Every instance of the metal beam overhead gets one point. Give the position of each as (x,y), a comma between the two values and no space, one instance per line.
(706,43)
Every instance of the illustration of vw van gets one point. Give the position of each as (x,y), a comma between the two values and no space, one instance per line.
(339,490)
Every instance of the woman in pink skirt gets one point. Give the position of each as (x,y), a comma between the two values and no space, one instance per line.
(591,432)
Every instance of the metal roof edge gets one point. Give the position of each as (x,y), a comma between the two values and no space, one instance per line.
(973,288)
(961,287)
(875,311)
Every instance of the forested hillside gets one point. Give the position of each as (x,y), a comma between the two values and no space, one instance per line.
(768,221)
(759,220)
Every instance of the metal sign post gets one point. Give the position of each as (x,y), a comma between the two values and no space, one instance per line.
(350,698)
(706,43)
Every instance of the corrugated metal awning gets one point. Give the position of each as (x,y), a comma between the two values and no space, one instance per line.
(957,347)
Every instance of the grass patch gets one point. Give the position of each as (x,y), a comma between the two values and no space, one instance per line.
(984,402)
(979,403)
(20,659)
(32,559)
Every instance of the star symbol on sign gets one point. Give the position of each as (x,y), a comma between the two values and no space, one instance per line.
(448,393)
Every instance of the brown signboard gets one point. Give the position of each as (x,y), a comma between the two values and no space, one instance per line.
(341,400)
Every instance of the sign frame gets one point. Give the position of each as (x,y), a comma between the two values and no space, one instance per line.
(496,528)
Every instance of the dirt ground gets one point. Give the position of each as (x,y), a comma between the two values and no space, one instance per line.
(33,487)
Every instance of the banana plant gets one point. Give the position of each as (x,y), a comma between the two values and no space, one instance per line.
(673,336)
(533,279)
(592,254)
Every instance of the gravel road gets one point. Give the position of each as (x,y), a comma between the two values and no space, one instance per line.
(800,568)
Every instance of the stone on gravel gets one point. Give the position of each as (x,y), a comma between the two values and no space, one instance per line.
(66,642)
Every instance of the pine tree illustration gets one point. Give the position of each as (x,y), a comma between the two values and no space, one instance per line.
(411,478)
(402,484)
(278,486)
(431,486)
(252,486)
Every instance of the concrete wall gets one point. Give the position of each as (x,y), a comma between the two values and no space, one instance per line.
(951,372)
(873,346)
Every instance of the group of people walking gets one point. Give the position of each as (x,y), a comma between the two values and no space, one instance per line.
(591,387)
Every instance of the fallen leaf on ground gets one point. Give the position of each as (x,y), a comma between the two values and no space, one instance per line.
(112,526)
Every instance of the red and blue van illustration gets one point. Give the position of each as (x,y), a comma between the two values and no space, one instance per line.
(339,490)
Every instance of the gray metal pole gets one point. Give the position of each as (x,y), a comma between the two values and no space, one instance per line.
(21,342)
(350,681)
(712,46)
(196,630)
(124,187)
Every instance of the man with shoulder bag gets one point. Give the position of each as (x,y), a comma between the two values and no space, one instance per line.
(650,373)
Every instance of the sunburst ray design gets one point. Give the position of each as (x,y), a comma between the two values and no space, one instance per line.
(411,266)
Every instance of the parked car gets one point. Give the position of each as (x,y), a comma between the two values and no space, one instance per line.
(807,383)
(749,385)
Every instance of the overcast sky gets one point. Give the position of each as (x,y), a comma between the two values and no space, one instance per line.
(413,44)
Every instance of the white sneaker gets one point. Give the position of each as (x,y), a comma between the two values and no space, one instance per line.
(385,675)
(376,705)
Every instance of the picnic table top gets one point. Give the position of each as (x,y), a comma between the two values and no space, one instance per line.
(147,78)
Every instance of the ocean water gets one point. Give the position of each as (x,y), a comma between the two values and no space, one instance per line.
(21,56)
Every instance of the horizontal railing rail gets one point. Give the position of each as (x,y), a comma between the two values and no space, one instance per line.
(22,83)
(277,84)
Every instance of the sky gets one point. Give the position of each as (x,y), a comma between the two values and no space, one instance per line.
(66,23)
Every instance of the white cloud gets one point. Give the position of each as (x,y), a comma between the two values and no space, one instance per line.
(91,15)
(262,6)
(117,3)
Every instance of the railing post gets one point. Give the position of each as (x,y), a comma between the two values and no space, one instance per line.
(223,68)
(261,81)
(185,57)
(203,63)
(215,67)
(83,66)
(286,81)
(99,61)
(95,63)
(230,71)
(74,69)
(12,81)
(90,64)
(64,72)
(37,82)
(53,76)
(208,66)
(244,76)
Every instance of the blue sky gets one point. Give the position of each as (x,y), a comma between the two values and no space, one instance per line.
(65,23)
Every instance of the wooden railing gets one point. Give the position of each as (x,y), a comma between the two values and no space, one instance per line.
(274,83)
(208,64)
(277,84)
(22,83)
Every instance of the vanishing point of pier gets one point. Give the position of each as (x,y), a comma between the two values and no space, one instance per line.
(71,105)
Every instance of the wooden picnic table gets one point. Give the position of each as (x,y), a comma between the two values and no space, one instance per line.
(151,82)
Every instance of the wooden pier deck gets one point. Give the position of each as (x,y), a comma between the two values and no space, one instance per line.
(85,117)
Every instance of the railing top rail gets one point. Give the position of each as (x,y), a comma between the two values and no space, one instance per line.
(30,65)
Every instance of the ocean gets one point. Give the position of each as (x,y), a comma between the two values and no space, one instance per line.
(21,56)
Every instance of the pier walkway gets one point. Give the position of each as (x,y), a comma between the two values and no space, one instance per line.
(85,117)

::::

§ Required task:
Repeat exactly the lines above from the line that contains "Every instance of the wooden picnic" through the end. Include both of these ends; leave out everything else.

§ Task solution:
Every instance of the wooden picnic table gets one point. Give the position of each as (x,y), a comma between the two values and no space, one instance per line.
(151,82)
Every instance of the wooden pier deck gets one point. Give the position of each as (x,y), a comma between the two values and no space, one instance per line.
(85,117)
Every instance of the railing top rail gets one point. Give the position of each as (x,y), a comma between the two values and no space, one instance per line.
(30,65)
Every instance of the ocean gets one point. Give the position of each as (x,y), a comma between the two values and no space, one instance per line.
(21,56)
Every instance of the pier walkway gets one point. Give the position of each as (x,y), a comma between the two values and no space, one instance per line.
(85,117)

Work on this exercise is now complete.